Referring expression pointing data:

Start of Block

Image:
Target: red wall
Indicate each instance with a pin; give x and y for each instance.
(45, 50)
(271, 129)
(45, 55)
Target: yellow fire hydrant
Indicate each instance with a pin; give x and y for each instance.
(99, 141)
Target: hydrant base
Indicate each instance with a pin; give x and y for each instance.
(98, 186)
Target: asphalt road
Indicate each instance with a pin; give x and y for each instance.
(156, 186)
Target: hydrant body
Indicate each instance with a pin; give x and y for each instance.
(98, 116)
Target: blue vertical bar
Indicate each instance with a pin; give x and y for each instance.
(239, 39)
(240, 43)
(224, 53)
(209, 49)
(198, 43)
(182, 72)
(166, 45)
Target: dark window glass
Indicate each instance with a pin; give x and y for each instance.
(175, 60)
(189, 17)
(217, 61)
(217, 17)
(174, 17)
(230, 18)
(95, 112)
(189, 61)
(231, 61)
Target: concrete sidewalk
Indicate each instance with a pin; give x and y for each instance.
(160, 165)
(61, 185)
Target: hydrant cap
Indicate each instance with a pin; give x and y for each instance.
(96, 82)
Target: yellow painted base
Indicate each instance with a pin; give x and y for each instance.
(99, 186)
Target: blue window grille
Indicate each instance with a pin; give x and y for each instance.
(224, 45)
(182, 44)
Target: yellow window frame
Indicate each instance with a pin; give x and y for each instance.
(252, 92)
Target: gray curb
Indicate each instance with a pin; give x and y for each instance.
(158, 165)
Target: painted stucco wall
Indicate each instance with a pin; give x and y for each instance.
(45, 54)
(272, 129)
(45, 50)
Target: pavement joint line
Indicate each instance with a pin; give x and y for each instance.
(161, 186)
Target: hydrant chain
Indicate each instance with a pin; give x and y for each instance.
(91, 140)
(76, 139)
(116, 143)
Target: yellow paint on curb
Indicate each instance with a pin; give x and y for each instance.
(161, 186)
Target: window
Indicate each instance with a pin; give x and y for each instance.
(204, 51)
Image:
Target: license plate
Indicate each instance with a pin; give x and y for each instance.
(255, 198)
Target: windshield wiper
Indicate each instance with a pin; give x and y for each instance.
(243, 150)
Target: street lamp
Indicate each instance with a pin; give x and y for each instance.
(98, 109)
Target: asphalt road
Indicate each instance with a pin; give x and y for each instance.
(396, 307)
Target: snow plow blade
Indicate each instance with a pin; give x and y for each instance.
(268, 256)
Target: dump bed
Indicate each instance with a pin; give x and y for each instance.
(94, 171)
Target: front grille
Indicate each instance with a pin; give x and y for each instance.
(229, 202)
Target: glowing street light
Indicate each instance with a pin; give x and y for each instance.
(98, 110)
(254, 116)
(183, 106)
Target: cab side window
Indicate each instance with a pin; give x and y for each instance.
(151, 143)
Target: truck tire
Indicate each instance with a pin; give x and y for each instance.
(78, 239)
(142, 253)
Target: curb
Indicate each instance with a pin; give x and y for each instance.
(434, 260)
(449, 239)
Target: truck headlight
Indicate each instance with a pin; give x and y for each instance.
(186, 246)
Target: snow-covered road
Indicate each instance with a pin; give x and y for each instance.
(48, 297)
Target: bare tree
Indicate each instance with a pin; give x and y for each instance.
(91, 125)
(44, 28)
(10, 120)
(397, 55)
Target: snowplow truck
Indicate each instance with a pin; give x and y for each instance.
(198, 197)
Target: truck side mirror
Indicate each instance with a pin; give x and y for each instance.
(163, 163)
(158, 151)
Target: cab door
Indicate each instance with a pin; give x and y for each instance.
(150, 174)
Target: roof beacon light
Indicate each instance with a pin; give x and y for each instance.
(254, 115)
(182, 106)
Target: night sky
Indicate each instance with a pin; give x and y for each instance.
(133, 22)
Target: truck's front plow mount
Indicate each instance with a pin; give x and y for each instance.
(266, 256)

End of Block

EXERCISE –
Filter the entries and keep only the lines holding "grille".

RESULT FOR THIS EXERCISE –
Target: blue window grille
Target: front grille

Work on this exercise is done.